* Records for processing:
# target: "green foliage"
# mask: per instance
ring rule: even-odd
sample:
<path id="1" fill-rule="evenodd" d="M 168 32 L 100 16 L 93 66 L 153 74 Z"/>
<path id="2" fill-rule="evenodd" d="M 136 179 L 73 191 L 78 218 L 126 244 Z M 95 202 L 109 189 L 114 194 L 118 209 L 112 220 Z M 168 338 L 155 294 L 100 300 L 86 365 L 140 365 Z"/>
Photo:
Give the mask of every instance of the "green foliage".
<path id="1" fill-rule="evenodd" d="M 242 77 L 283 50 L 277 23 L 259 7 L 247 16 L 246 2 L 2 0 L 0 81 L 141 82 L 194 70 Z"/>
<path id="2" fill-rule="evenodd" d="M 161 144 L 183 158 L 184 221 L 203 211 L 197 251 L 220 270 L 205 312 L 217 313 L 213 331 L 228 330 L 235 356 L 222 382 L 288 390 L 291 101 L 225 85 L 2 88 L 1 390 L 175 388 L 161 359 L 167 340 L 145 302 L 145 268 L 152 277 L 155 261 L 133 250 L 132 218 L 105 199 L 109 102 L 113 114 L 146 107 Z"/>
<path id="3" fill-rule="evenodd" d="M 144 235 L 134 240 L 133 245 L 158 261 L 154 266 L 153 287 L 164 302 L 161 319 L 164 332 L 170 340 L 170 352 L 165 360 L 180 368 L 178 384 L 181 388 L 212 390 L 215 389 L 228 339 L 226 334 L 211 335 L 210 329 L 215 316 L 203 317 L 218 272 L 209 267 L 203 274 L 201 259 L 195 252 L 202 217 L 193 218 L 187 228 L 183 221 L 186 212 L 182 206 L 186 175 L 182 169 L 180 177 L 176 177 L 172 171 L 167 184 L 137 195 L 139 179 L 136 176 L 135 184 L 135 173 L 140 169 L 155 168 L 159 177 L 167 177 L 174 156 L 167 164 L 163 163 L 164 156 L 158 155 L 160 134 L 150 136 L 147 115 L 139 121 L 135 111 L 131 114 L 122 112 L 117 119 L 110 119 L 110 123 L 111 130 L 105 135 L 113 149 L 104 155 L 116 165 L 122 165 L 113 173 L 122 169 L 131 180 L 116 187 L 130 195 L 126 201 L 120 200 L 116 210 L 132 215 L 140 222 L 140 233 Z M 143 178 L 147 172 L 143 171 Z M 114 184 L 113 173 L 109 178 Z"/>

* Short exercise:
Could you copy out all of the lines above, character for character and unchanged?

* Response to this task:
# target: "green foliage"
# mask: per instance
ring rule: even-odd
sample:
<path id="1" fill-rule="evenodd" d="M 168 32 L 100 16 L 93 66 L 153 74 Z"/>
<path id="2" fill-rule="evenodd" d="M 136 179 L 73 191 L 78 218 L 126 244 Z M 95 202 L 109 189 L 114 194 L 118 209 L 112 220 Z M 168 338 L 155 294 L 100 300 L 86 365 L 140 365 Z"/>
Photo:
Give the mask of every instance of the "green foliage".
<path id="1" fill-rule="evenodd" d="M 242 77 L 283 50 L 277 23 L 259 7 L 247 16 L 246 2 L 2 0 L 0 81 L 141 82 L 194 70 Z"/>
<path id="2" fill-rule="evenodd" d="M 161 144 L 183 158 L 184 221 L 203 211 L 197 251 L 220 270 L 205 312 L 217 313 L 213 331 L 228 330 L 235 356 L 222 382 L 288 390 L 291 101 L 225 85 L 2 88 L 1 390 L 175 388 L 161 359 L 167 340 L 145 302 L 145 268 L 152 277 L 155 261 L 133 250 L 132 218 L 105 199 L 109 102 L 113 114 L 146 107 Z"/>
<path id="3" fill-rule="evenodd" d="M 144 235 L 134 240 L 133 245 L 158 261 L 154 266 L 153 287 L 164 302 L 161 319 L 164 332 L 170 340 L 170 352 L 165 360 L 180 368 L 178 384 L 181 388 L 212 390 L 215 389 L 228 339 L 226 334 L 211 335 L 210 329 L 215 316 L 203 317 L 218 272 L 209 267 L 203 274 L 201 259 L 195 252 L 202 217 L 193 218 L 187 228 L 183 221 L 186 212 L 182 206 L 186 175 L 182 169 L 180 177 L 176 177 L 172 171 L 167 184 L 137 195 L 139 179 L 136 176 L 135 184 L 135 173 L 140 169 L 155 168 L 159 177 L 167 177 L 174 156 L 167 164 L 163 163 L 164 156 L 158 155 L 160 134 L 150 136 L 147 115 L 139 121 L 135 111 L 131 114 L 122 112 L 117 119 L 110 119 L 110 123 L 111 130 L 105 135 L 113 149 L 104 155 L 116 165 L 122 165 L 113 173 L 122 169 L 131 180 L 116 187 L 130 195 L 126 201 L 120 200 L 116 210 L 132 215 L 140 222 L 140 233 Z M 143 178 L 147 172 L 143 171 Z M 114 184 L 113 173 L 109 178 Z"/>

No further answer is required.